文档摘录 —

>>>>>

1.概念
- 基本概念
- 程序是指令和数据的有序集合,其本身 没有任何运行的含义,是一个静态的概念
- 而进程祖师执行程序的一次执行过程,它是一个动态的概念.是系统资源分配额单位
- 通常在一个进程中可以包含若干个线程,当然一个进程中至少有一个线程,不然没有存在的意义.线程是cpu调度和执行的单位
- 注意:很多多线程是模拟出来的,真正的多线程是指有多个cpu,即多核,如服务器.如果是模拟出来的多线程,即在一个cpu的情况下,在同一个时间点,cpu只能执行一个代码,因为切换得很快,所有就有同时执行的错觉
- 核心概念
- 线程就是独立的执行路径
- 在程序运行时,即使没有自己 创建线程,后台也会有多个线程,如主线程,gc线程
- main()称之为主线程,为系统的入口,用于执行整个程序
- 在一个进程中,如果开辟了多个线程,线程的运行有调度器安排调度,调度器是与操作系统紧密相关的,先后顺序是不能人为的干预的
- 对同一份资源操作是,会存在资源抢夺的问题,需要加入并发控制
- 线程会带来额外的开销,如cpu调度时间,并发控制开销
- 每个线程都在自己的工作内存交互,内存控制不当会造成数据不一致
三种创建方式
- Thread class 继承Thread class 类(重点)
- Runnable接口 实现Runnnable接口(重点)
- Callable接口 实现Callable接口(了解)

<<<<<

(点标注数据摘录)

>>>>>

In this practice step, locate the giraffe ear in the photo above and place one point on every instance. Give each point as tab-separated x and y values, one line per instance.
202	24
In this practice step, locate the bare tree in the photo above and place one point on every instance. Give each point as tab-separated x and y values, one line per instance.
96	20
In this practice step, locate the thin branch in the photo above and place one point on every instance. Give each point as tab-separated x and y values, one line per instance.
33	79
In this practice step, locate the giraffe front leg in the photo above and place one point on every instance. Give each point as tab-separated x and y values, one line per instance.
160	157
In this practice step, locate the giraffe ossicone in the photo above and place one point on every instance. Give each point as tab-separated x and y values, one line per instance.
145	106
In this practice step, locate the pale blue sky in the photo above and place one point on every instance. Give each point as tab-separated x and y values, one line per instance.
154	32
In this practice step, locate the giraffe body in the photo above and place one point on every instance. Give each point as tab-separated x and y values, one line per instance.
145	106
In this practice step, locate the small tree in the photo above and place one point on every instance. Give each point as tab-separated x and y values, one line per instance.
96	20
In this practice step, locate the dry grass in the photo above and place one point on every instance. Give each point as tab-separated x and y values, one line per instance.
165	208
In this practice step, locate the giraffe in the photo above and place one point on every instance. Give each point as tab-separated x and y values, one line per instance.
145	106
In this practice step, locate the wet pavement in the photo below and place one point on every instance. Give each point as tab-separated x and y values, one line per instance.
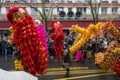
78	70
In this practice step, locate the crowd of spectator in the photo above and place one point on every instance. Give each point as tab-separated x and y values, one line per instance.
92	46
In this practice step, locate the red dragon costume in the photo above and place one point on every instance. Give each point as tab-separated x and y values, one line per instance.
32	51
58	37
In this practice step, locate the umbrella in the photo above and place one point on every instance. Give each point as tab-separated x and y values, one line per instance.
16	75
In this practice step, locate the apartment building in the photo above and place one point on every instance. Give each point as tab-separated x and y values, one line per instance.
65	9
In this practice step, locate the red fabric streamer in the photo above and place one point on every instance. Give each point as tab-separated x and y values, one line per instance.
32	51
58	37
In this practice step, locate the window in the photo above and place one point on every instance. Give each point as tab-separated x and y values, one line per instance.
114	10
60	9
33	1
33	11
104	10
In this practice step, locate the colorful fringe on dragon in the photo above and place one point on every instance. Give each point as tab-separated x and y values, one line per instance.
111	57
24	34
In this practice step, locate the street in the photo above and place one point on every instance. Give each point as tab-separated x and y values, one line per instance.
78	71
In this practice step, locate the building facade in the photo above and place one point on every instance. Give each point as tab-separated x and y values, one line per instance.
65	9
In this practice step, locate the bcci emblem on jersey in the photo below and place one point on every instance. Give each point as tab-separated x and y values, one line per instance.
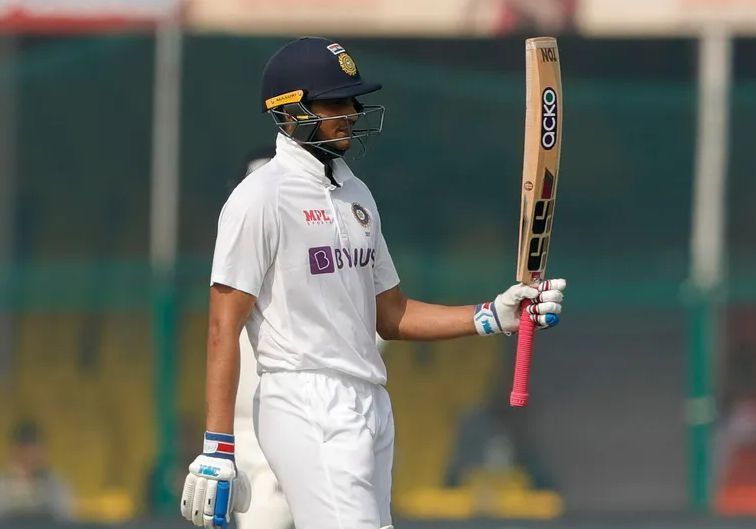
361	214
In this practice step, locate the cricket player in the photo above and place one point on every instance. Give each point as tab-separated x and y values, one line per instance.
300	261
269	510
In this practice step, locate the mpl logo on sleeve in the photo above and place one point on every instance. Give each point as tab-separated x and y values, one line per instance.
317	216
550	108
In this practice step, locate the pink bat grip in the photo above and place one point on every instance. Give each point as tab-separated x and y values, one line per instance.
519	395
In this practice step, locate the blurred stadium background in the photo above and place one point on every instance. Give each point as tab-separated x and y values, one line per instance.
124	125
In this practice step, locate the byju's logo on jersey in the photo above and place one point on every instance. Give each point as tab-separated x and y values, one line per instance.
317	216
326	260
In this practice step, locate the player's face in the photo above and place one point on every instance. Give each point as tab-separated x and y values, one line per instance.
335	128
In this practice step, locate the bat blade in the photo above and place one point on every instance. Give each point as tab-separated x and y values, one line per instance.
540	175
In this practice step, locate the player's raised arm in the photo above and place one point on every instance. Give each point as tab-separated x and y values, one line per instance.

<<<<<

练习目标 — 判断这段多线程笔记是否支持以下说法,每项回答“是”或“否”,并照抄笔记中起决定作用的原话:(a) 线程是cpu调度和执行的单位;(b) 多个线程的先后顺序可以由人来干预;(c) 程序运行时,自己不创建线程,就只有一个线程。 请只根据这段笔记作答。

参考答案 —
(a) 是:“线程是cpu调度和执行的单位”
(b) 否:“先后顺序是不能人为的干预的”
(c) 否:“后台也会有多个线程,如主线程,gc线程”